··· DATASET EXTRACT ···

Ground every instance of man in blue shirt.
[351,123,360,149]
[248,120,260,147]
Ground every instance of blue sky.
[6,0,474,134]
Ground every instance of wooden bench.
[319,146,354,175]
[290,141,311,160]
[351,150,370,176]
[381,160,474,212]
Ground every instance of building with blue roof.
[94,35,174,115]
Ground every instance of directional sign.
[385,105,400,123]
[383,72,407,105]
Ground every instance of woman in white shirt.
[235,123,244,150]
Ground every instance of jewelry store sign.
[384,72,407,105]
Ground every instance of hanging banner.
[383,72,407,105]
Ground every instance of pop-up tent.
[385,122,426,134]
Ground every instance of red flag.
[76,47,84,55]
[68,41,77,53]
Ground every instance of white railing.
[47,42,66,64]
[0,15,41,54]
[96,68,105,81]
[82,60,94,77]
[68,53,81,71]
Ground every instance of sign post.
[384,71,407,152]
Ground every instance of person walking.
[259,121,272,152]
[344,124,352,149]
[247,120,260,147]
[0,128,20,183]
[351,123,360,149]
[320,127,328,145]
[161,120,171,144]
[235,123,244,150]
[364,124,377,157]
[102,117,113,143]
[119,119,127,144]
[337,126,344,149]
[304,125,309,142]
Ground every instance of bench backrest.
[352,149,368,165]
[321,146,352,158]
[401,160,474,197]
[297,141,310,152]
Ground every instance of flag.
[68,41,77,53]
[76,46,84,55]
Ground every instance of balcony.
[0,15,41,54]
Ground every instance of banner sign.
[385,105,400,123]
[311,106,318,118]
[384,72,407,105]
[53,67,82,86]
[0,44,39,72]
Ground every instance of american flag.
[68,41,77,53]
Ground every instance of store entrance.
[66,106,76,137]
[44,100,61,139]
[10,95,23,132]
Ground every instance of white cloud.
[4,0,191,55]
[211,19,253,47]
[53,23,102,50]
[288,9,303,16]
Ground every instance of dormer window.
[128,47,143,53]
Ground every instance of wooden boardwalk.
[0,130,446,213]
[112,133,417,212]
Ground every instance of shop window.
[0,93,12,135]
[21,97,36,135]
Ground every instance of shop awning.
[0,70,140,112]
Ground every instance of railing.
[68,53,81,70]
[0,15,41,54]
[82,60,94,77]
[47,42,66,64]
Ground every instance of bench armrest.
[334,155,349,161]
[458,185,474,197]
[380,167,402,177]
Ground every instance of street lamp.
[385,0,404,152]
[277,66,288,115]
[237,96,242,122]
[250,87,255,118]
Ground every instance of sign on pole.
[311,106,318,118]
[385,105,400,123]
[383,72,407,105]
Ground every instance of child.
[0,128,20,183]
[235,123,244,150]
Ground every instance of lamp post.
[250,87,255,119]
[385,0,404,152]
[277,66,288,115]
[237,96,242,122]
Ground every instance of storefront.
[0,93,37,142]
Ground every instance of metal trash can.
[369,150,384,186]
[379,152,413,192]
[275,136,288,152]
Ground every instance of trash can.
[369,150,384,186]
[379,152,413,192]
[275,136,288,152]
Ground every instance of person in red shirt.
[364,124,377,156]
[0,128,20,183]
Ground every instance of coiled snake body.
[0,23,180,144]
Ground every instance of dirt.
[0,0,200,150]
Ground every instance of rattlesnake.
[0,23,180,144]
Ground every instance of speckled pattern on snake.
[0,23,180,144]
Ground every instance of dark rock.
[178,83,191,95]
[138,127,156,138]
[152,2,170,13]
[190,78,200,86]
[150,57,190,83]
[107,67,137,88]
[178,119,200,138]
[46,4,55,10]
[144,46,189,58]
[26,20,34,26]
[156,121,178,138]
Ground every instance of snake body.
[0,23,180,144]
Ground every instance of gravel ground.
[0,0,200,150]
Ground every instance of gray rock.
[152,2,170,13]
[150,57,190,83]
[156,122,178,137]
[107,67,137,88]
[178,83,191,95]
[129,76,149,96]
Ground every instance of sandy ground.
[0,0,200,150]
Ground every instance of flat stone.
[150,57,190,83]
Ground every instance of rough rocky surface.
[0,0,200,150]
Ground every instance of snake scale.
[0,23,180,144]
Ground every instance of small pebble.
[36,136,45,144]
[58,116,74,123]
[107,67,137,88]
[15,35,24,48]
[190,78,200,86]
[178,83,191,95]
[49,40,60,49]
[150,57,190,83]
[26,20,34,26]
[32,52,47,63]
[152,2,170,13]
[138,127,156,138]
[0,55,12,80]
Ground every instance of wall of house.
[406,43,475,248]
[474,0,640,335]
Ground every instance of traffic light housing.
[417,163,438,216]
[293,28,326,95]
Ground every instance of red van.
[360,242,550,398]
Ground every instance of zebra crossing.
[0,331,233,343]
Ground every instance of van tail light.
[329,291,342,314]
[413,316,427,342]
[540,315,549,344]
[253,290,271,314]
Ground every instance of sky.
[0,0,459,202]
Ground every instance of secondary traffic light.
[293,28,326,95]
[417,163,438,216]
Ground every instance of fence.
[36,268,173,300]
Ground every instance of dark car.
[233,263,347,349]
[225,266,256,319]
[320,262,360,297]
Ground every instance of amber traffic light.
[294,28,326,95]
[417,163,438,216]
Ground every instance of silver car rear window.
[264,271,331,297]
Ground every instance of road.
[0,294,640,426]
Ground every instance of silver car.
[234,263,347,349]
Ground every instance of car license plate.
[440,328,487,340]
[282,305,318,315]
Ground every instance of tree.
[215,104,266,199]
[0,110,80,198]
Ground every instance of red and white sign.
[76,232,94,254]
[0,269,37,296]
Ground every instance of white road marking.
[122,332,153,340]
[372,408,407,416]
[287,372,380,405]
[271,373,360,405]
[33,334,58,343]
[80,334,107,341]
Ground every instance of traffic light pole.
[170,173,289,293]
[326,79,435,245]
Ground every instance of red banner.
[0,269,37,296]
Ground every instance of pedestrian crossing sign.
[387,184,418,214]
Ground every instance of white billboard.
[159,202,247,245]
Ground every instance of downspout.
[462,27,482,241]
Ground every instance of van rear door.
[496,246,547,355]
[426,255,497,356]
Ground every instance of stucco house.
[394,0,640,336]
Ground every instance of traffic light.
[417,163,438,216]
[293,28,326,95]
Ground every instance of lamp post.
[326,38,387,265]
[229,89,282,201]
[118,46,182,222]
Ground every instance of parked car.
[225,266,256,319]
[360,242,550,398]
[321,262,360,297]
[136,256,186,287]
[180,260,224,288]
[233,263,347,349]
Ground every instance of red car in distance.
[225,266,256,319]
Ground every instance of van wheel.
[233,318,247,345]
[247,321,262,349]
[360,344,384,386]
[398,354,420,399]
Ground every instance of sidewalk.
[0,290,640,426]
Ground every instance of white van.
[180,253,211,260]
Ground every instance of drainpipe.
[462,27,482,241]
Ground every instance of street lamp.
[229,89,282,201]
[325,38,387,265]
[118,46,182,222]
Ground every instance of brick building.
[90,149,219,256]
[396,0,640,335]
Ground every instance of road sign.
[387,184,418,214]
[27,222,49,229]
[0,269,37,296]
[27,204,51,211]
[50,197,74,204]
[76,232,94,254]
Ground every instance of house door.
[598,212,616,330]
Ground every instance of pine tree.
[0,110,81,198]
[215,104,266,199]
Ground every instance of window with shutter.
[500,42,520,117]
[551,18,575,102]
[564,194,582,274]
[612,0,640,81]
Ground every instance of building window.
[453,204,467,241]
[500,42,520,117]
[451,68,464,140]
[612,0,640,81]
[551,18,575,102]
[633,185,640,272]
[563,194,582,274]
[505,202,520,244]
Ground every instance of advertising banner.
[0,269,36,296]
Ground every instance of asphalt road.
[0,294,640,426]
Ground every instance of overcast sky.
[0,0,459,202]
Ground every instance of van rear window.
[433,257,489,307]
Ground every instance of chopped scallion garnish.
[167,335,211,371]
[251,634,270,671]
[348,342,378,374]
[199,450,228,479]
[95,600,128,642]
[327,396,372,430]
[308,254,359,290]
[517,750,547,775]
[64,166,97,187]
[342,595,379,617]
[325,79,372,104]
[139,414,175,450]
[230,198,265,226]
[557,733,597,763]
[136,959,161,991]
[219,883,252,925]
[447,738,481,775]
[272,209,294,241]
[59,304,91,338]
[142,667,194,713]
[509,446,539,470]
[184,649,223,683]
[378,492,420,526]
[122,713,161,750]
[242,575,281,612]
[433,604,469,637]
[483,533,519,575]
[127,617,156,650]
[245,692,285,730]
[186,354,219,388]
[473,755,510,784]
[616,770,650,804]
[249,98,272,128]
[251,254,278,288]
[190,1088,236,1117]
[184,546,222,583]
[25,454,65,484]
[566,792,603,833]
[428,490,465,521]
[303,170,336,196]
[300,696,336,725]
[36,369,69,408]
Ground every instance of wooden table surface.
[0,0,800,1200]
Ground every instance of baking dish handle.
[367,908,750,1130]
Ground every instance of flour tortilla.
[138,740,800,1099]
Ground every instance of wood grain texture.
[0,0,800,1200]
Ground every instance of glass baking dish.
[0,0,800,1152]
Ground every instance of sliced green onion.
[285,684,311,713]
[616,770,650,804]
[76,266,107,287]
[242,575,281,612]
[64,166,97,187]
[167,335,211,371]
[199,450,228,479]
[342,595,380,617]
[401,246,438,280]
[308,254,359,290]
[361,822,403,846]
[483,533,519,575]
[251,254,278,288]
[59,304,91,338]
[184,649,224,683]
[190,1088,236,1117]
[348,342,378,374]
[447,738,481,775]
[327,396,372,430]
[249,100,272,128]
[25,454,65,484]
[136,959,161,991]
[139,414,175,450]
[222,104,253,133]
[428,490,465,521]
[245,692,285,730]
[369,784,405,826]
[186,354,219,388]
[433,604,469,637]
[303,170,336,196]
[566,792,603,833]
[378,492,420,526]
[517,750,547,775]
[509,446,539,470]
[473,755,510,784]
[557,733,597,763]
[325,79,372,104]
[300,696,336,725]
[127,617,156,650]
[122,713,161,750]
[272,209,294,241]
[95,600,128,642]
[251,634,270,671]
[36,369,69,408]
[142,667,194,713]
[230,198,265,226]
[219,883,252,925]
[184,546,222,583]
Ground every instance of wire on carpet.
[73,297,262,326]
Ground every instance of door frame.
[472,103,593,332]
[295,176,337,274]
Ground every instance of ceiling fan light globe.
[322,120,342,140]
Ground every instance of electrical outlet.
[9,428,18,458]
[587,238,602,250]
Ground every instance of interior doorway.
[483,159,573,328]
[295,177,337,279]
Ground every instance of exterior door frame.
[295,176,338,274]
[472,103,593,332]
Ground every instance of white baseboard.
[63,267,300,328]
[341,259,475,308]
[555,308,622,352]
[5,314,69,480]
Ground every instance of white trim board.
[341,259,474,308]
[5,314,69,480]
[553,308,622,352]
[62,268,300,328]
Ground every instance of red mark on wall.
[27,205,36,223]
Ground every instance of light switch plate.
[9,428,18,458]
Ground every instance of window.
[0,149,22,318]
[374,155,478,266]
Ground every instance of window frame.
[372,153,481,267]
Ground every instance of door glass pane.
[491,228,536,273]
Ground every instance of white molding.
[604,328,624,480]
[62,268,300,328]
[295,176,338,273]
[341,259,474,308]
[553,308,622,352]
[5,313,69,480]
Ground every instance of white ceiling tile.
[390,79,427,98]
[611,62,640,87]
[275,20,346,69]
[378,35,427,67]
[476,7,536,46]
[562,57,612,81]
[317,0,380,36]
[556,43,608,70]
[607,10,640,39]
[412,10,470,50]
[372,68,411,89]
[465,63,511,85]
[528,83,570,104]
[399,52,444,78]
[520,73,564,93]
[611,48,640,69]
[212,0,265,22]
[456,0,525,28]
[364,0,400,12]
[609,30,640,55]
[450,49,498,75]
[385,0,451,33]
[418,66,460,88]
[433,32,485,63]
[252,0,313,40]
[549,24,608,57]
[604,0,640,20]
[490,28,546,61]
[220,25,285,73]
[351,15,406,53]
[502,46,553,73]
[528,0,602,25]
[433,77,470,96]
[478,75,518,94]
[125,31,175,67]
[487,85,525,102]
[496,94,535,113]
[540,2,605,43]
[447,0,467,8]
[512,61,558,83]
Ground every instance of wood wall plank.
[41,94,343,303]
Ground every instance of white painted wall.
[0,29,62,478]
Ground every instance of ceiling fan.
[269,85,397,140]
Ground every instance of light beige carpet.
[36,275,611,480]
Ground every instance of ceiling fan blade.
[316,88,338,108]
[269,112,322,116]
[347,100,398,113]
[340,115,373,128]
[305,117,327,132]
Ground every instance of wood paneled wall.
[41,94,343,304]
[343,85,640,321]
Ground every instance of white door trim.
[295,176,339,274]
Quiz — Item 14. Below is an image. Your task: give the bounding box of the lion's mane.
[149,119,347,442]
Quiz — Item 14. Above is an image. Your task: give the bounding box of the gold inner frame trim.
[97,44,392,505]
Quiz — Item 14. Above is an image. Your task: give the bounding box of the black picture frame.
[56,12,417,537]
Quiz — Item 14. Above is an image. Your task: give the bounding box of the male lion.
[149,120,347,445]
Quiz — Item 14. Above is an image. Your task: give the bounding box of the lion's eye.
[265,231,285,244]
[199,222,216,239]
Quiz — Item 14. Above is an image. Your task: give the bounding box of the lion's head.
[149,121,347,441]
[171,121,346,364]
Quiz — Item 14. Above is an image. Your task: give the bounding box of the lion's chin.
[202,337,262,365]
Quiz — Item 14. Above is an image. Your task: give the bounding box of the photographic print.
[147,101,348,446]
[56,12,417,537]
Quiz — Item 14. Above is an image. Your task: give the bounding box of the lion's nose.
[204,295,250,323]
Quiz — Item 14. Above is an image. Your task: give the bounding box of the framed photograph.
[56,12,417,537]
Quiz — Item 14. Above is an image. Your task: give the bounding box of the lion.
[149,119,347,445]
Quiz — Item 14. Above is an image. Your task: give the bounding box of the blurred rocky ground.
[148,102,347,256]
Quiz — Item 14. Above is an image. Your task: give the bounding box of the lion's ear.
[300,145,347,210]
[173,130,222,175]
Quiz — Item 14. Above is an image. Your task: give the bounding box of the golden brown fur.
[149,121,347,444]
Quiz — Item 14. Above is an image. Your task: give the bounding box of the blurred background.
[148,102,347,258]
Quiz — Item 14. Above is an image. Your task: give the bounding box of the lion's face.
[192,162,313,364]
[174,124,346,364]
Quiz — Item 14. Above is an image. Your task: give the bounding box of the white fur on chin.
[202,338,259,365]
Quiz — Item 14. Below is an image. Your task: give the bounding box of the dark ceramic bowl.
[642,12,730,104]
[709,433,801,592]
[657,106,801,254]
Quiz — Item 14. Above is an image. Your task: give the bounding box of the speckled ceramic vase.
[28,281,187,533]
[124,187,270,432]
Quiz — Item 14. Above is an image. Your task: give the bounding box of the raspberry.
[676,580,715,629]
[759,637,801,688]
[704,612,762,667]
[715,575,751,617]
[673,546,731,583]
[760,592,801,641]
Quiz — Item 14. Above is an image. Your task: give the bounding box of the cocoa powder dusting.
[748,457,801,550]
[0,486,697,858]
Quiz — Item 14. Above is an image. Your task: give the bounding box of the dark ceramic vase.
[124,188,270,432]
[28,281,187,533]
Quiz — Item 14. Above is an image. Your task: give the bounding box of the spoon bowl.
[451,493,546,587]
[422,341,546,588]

···

Which lines in the listing above contain the string "sign"? Copy each of those lines in full, counting only matches with the same capitalization.

(THE OUTPUT):
Ground every instance of directional sign.
Ground every instance of jewelry store sign.
Ground every instance of sign post.
Ground every instance of banner sign.
Ground every instance of sign on pole.
Ground every instance of red and white sign.
Ground every instance of pedestrian crossing sign.
Ground every instance of road sign.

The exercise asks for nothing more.